___ DATASET EXTRACT ___

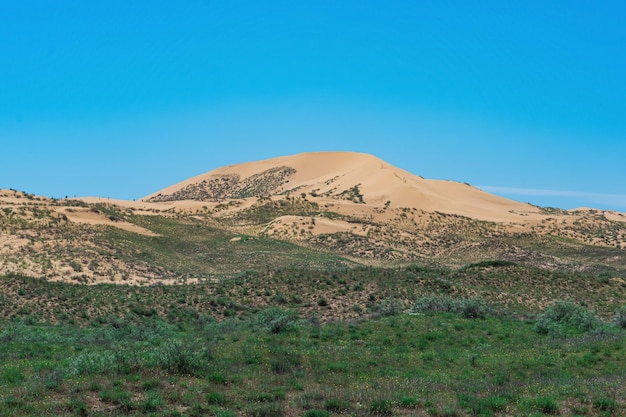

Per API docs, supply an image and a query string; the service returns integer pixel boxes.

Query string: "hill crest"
[142,152,539,221]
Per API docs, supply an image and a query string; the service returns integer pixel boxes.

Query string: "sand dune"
[142,152,539,222]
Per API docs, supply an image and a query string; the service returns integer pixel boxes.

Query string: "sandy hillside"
[142,152,539,222]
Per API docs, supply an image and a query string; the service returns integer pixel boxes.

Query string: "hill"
[0,152,626,284]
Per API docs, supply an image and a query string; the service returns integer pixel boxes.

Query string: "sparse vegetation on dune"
[0,266,626,417]
[0,154,626,417]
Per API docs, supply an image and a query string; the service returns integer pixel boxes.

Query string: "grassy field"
[0,268,626,417]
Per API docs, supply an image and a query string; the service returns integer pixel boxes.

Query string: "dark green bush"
[535,397,559,414]
[370,400,393,416]
[255,307,298,333]
[535,300,602,334]
[412,296,491,319]
[613,306,626,329]
[373,298,404,317]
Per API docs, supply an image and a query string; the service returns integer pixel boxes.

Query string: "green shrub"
[255,307,298,333]
[535,397,559,414]
[535,300,601,334]
[141,389,165,413]
[250,401,285,417]
[68,352,115,376]
[412,296,491,319]
[324,398,350,413]
[204,392,226,405]
[593,397,619,411]
[613,306,626,329]
[304,409,330,417]
[374,298,404,317]
[370,400,393,416]
[156,340,210,376]
[398,397,420,408]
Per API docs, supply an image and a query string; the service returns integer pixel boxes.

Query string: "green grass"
[0,277,626,417]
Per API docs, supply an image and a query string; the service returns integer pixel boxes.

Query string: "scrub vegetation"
[0,264,626,417]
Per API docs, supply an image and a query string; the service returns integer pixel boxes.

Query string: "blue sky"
[0,0,626,211]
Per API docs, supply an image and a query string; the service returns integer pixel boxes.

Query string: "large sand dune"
[143,152,539,221]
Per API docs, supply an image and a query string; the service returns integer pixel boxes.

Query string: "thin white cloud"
[477,185,626,207]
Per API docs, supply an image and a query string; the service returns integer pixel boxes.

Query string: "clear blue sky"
[0,0,626,211]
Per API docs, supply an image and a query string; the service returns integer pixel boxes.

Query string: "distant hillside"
[0,152,626,285]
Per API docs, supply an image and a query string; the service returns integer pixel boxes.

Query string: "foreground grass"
[0,302,626,417]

___

PROMPT:
Pull out every line of the records above that contains the word "dune". Case counts, so only matches with the same capitalization qualify.

SOLVED PROBLEM:
Query string: "sand dune"
Query string: "sparse vegetation on dune"
Query string: "large sand dune"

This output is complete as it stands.